-------- Data to examine --------

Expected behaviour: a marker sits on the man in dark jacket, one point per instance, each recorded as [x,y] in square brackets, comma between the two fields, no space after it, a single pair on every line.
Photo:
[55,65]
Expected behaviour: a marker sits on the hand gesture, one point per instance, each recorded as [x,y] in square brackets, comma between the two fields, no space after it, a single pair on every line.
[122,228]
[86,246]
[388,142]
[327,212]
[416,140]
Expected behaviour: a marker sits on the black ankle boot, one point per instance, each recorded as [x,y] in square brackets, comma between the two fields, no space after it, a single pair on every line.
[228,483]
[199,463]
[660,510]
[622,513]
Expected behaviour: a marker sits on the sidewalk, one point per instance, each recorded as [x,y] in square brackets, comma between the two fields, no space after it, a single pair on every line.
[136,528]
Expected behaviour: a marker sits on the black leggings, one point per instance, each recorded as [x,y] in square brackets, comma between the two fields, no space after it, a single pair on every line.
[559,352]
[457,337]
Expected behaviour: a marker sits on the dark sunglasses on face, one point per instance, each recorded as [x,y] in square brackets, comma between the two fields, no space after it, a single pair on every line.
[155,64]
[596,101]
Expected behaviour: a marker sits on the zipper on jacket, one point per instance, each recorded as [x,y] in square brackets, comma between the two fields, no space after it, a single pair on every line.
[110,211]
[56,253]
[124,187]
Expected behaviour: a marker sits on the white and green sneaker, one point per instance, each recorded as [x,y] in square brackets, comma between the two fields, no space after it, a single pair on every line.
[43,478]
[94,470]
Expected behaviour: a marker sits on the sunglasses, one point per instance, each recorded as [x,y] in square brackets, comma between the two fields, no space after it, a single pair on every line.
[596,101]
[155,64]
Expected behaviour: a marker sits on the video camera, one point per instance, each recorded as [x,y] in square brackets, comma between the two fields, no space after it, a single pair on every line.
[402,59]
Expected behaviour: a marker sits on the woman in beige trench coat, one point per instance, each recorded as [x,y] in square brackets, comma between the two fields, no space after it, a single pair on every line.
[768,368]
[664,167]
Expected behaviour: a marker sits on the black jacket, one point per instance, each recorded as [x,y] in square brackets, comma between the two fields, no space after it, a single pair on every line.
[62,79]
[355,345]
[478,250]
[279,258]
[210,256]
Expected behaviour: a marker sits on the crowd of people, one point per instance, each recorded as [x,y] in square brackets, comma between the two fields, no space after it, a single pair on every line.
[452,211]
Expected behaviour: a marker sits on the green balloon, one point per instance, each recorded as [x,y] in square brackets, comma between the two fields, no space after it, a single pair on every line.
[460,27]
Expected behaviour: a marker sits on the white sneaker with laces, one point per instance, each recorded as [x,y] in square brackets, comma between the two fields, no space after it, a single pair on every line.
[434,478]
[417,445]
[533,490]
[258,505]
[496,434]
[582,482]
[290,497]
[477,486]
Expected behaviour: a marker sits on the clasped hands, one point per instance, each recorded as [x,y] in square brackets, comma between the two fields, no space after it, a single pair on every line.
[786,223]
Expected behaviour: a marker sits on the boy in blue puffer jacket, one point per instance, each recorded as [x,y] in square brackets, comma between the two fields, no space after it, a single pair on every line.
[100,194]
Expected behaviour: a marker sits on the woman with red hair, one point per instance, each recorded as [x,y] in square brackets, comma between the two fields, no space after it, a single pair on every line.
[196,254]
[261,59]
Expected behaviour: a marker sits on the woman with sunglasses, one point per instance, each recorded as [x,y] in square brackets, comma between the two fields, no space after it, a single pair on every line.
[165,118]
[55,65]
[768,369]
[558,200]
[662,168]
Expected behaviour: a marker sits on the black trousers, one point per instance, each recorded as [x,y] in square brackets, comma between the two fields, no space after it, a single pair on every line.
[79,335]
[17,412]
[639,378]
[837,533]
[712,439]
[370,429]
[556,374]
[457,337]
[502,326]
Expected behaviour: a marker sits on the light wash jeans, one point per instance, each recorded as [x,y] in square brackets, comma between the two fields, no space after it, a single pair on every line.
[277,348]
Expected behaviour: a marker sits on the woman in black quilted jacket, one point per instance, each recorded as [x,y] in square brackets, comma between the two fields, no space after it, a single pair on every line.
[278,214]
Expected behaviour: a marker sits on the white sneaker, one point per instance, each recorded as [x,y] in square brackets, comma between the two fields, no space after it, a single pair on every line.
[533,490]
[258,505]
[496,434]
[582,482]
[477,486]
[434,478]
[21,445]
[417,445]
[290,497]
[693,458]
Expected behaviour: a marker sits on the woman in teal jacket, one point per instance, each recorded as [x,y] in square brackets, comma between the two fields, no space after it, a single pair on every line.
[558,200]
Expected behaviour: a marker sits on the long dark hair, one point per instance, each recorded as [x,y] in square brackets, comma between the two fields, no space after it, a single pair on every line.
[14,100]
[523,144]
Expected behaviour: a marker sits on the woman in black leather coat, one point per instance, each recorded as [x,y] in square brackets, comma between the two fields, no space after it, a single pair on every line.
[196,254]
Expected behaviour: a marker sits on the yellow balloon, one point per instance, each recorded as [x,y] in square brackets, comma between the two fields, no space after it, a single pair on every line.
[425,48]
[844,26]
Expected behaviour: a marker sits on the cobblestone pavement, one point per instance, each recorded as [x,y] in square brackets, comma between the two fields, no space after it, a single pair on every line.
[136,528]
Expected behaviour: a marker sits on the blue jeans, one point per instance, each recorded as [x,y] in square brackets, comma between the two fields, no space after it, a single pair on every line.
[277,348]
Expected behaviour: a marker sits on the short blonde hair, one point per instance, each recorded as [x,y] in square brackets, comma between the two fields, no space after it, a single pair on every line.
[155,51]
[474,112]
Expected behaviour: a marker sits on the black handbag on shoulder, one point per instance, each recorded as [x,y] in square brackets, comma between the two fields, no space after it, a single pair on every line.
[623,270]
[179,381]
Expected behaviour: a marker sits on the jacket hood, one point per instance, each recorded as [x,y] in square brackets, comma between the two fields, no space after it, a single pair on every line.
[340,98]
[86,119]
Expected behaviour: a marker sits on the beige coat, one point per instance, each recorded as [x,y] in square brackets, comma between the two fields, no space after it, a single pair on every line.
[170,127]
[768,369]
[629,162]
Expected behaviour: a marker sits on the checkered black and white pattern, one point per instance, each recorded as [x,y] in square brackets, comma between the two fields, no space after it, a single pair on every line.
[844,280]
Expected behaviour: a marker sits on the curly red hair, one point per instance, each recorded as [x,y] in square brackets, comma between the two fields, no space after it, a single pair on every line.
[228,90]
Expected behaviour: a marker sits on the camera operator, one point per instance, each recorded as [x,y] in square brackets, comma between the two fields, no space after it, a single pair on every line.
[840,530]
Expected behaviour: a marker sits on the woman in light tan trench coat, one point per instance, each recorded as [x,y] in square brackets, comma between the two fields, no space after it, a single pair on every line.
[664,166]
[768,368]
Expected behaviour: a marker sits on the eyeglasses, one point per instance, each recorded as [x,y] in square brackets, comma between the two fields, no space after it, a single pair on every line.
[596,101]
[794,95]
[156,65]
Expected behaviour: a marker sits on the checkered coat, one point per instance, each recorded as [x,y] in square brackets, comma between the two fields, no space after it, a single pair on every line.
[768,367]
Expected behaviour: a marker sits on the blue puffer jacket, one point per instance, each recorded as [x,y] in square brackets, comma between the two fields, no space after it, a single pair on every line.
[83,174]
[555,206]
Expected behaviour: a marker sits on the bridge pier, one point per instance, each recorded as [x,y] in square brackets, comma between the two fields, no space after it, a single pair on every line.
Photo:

--------

# Description of the task:
The complete listing must be reproduced exactly as written.

# Result below:
Expected behaviour: a marker sits on the man in dark jacket, one point per instance, each recorded as [x,y] in square brackets, comma between the two fields, no space after it, a single pair on every line.
Photo:
[55,65]
Expected behaviour: a marker sits on the hand gesture, one point per instance, each recorded as [x,y] in square brackets, comma between the two fields, no space after it, a single pair on every line.
[122,228]
[86,246]
[388,142]
[327,212]
[416,140]
Expected behaviour: a marker sits on the black ankle boot, one point per instance, each recorded as [x,y] in square brackets, comma between the two fields, no space after it, a single pair on every line.
[228,483]
[199,463]
[660,510]
[622,513]
Expected behaviour: a marker sits on the sidewalk, one point per instance, each recorded as [x,y] in square brackets, comma between the two fields, no space after it, a single pair on every line.
[136,528]
Expected behaviour: a marker sits on the black leggings, one point per instance, each recorded as [x,y] in square brackets, comma between the two fields, no space after it, a single pair on every line.
[559,352]
[457,337]
Expected behaviour: a marker sits on the dark sunglasses on face, one point per instance, each recorded as [x,y] in square brackets, comma between the two fields, no space after it, a single pair on every line.
[155,64]
[596,101]
Expected behaviour: a marker sits on the zipper on jacket, one point per instance, each recorded as [x,y] in square brackets, comma between the two fields, no space after it, a single pair on every line.
[110,211]
[56,253]
[124,187]
Expected behaviour: a marker sits on the white and green sneaker, one point per instance, each recorded as [x,y] in square brackets, comma between the two fields, no space after it, a single pair on every line.
[43,478]
[94,470]
Expected behaviour: a marker sits on the sunglasses, one point per instance, each recorded as [x,y] in square brackets, comma between the two fields, no space after it, a single pair on every line.
[596,101]
[155,64]
Expected behaviour: a marker sits on the video camera, one point per instance, each recorded as [x,y] in square brackets, comma between the two fields, no space after it, a single pair on every line.
[402,59]
Expected behaviour: a marker sits on the woman in beige trench coat, one point per instance, each recorded as [x,y] in square brackets, comma between the two fields, no space after it, a single pair on every line.
[768,368]
[664,167]
Expected behaviour: a marker sits on the black jacket, one point per instance, each recorded as [x,y] in square brackets, comma between the two fields, no space after it, a single pair on every line.
[62,79]
[355,345]
[478,250]
[279,258]
[210,256]
Expected behaviour: a marker sits on the crowd of people, one point per instance, each recorded as [x,y] in square brackets, comma between the two fields, no space after it, a single pair on every line.
[452,211]
Expected behaviour: a marker sits on the green balloon, one point per instance, each recorded as [x,y] in square brackets, comma between the two fields, no space after it, a single pair on every line.
[460,27]
Expected behaviour: a marker sits on the white sneaker with laces, one point per instance, each recorded as [x,y] in square brackets, comma between the two fields, no space after it, a single pair on every line.
[434,478]
[417,445]
[533,490]
[258,505]
[496,434]
[582,482]
[290,497]
[477,486]
Expected behaviour: a marker sits on the clasped hands, one point per instance, each recorded as [x,y] in square brackets, comma between the two fields, no space after it, a single pair on every line.
[786,223]
Expected behaviour: a marker sits on the boy in blue puffer jacket, one point per instance, each recorded as [x,y] in square brackets, comma between the two fields, no space after it, a single pair on every line.
[100,194]
Expected behaviour: a marker sits on the woman with red hair, one point per instance, each recorded as [x,y] in square brackets, comma between the two fields, no space after it, a single pair on every line.
[196,254]
[261,59]
Expected behaviour: a marker sits on the woman with sunglasses, one point per instance, each recorded as [x,y] in square brackets, comma between the two fields, no space after it, a single pair on every line.
[165,118]
[55,65]
[768,369]
[558,200]
[662,168]
Expected behaviour: a marker sits on the black trousers, one point per instance, each recorded as [x,y] in square brackets, comma between the two fields, no space after it, a single pair on every line.
[79,335]
[17,412]
[639,378]
[837,533]
[712,439]
[370,429]
[556,374]
[457,337]
[502,326]
Expected behaviour: a marker sits on the light wash jeans, one point per instance, each recorded as [x,y] in square brackets, comma between the two fields, no space after it, a single pair on every line.
[277,348]
Expected behaviour: a marker sits on the woman in black quilted jacket, one point per instance, each recorded as [x,y] in square brackets, comma between the two fields, no space after it, a single pair on every line.
[278,214]
Expected behaviour: a marker sits on the white sneaker, one point per instance, each recorded as [x,y] in square brackets, comma between the two fields, no space after it, a single pair on every line.
[533,490]
[258,505]
[496,434]
[582,482]
[477,486]
[434,478]
[21,445]
[417,445]
[290,497]
[693,458]
Expected behaviour: a marker sits on the woman in teal jacket, one point per instance, each recorded as [x,y] in square brackets, comma between the two fields, no space after it, a single pair on every line.
[558,200]
Expected behaviour: a marker sits on the long dark hair, one point per instance, each recorded as [x,y] in square brackets, comma between the two fields, no space after it, a single pair on every line.
[14,100]
[523,144]
Expected behaviour: a marker sits on the woman in black leather coat, one point per instance, each recorded as [x,y] in square brackets, comma between the two fields, no space after it, a single pair on every line.
[196,254]
Expected behaviour: a marker sits on the yellow balloon, one point per instance, each recorded as [x,y] in square brackets, comma between the two fields, no space after it, a single pair on every line.
[425,48]
[844,26]
Expected behaviour: a marker sits on the cobblestone pavement, one point per instance, each recorded as [x,y] in square brackets, comma between the two fields, no space after it, a single pair on every line.
[136,528]
Expected behaviour: a marker sits on the blue jeans, one point per instance, each recorded as [x,y] in square brackets, comma between the two fields, no space after it, a single pair on every line.
[277,348]
Expected behaviour: a marker sits on the short blonde hair, one point per instance, each recorded as [x,y] in square brackets, comma between the two fields, no space after it, a single pair on every line.
[155,51]
[474,112]
Expected behaviour: a marker sits on the black handbag on shoulder, one point per instance, each recorded as [x,y] in square brackets, comma between the two fields, no space after it, a single pair on every line.
[623,270]
[179,381]
Expected behaviour: a marker sits on the jacket hood, one point per instance, each recorded as [x,y] in square brackets, comma between the two fields, no space after it, a single pair on every line.
[340,98]
[86,119]
Expected behaviour: a marker sits on the beige coat, one point per instance, each recorded as [x,y] in square brackets, comma between the two fields, no space after it, a single pair on every line.
[170,127]
[768,369]
[629,162]
Expected behaviour: a marker sits on the checkered black and white pattern, one point per instance, each recorded as [x,y] in square brackets, comma between the two fields, no space after it, a single pair on every line.
[844,280]
Expected behaviour: a marker sits on the curly red hair, one point per instance, each recorded as [x,y] in square brackets, comma between the two fields, no space after it, a single pair on every line.
[228,90]
Expected behaviour: a marker sits on the camera operator, one point per instance, each recorded as [x,y] in square brackets, comma between the two fields, no space after it, a single pair on every line.
[840,530]
Expected behaviour: a marker sits on the woman in light tan trench coat, one point per instance, each recorded as [x,y] in square brackets, comma between the two fields, no space after it, a single pair on every line.
[664,166]
[768,368]
Expected behaviour: a marker sits on the eyeglasses, one point per instance, each recorded as [x,y] in square brackets, comma between the two fields, no space after it, a single pair on every line.
[596,101]
[794,95]
[156,65]
Expected behaviour: a marker sits on the checkered coat, one point per instance, each recorded as [x,y] in square brackets, comma between the two fields, no space after it, a single pair on every line.
[768,367]
Expected behaviour: a marker sits on the blue puffer jacket, one point per instance, each recorded as [x,y] in square brackets, comma between the two fields, no space after it, a single pair on every line.
[83,174]
[555,206]
Expected behaviour: a marker sits on the bridge pier, one point per instance, each recorded as [x,y] in square brackets, comma between the two fields, no space after it, a single pair on every line.
Photo:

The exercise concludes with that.